:: Tarefas propostas ::
[1] Reescreva como lista mais curta o parágrafo da entrevista que começa com "Mas nada nos libera", mantendo os fatos principais.
[2] Dê continuidade à entrevista sobre a França em guerra, a partir da pergunta do jornalista com que o texto termina.

:: Artigo ::
-*-

Jean-Luc Melenchon (JLM): Temos de começar com um pensamento em memória dos nossos que já morreram nessa operação. São nossos. Serviram e obedeceram até o sacrifício supremo. Falamos de uma guerra que se impôs. Já começou. E a França está em guerra, o que altera a natureza de qualquer comentário.
Mas nada nos libera do dever de pensar. O que se deve dizer? Qual das guerras ditas necessárias, das muitas em curso hoje pelo mundo, apresentadas como urgentes, indispensáveis, e que, como nos disseram, resolveriam o problema, resolveram, até hoje, os problemas que se propunham a resolver? O Iraque, que foi destruído, resolveu alguma coisa? O Afeganistão, de onde estamos saindo em frangalhos, resolveu alguma coisa? A Líbia, que está na origem da propagação das armas que permitiram que esse grupo atacasse o governo do Mali, foi solução de algum problema? Nenhuma dessas intervenções resolveram coisa alguma.
Jornalista: O senhor diz, como Dominique de Villepin, que não soubemos extrair nenhuma lição daquelas guerras?

-*-

:: Anotações de polígonos em fotos ::
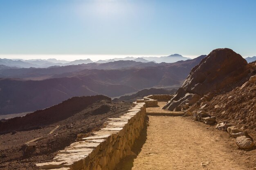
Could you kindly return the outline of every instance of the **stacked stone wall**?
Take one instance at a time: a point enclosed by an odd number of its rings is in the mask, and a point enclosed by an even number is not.
[[[173,95],[153,95],[148,96],[146,98],[157,100],[158,101],[169,101],[173,97]],[[144,97],[144,98],[145,98]]]
[[[34,169],[113,170],[131,149],[144,127],[145,103],[134,106],[119,118],[109,119],[104,127],[58,152],[51,162],[36,164]]]

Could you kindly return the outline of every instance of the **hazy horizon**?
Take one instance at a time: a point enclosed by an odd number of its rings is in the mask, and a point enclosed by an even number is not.
[[[169,54],[166,55],[66,55],[66,54],[53,54],[53,55],[41,55],[41,54],[7,54],[3,55],[0,54],[0,58],[7,58],[9,59],[22,59],[24,60],[36,60],[36,59],[42,59],[42,60],[47,60],[49,59],[54,58],[58,60],[65,60],[66,61],[72,61],[78,60],[85,60],[87,59],[90,59],[92,61],[95,62],[99,60],[106,60],[108,59],[112,59],[115,58],[125,58],[127,57],[161,57],[164,56],[167,56],[172,54]],[[183,55],[182,54],[179,54],[182,55],[182,56],[191,59],[196,58],[200,55],[198,56],[192,56],[192,55]],[[70,59],[72,58],[72,59]]]
[[[228,48],[253,56],[256,5],[254,0],[2,0],[0,54],[193,57]]]

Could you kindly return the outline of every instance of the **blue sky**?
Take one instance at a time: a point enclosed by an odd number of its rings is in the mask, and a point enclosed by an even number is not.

-*-

:: Respostas por tarefa ::
[1]
- Nada libera do dever de pensar.
- Nenhuma das guerras ditas necessárias resolveu os problemas que se propunha a resolver.
- Iraque: foi destruído e nada se resolveu.
- Afeganistão: a saída é em frangalhos, sem nada resolvido.
- Líbia: está na origem da propagação das armas que permitiram ao grupo atacar o governo do Mali.
- Conclusão: nenhuma dessas intervenções resolveu coisa alguma.

[2]
JLM: Nenhuma lição. Por isso digo que a intervenção no Mali é discutível. Também é discutível a nossa intervenção numa situação que já é conhecida há vários meses, em relação à qual tomamos a primeira medida no último instante, quero dizer, no momento em que os rebeldes já ameaçam tomar a capital. Por que a capital está sendo ameaçada? E penso aqui nos nossos muitos amigos malienses, da imensa comunidade do Mali que vive na França e que estão muito inquietos com a situação atual. Por que a capital está sob ameaça? Não será porque já houve um golpe de Estado, porque o atual presidente já estava em situação ilegítima, unicamente porque o ex-presidente foi forçado a renunciar, porque o Primeiro-Ministro foi deposto por um capitão armado? Quero dizer, não será porque o Estado maliense já estava, em vários sentidos, destruído, sem que a França tenha, até agora, movido um dedo?
E, de repente, a intervenção militar se torna urgente?
Disse e repito que, sim, espero que essa intervenção, alcance, pelo menos, o objetivo para o qual foi feita, com a urgência com que foi feita, uma vez que já aconteceu e já começou. Não implica dizer que apoio a intervenção.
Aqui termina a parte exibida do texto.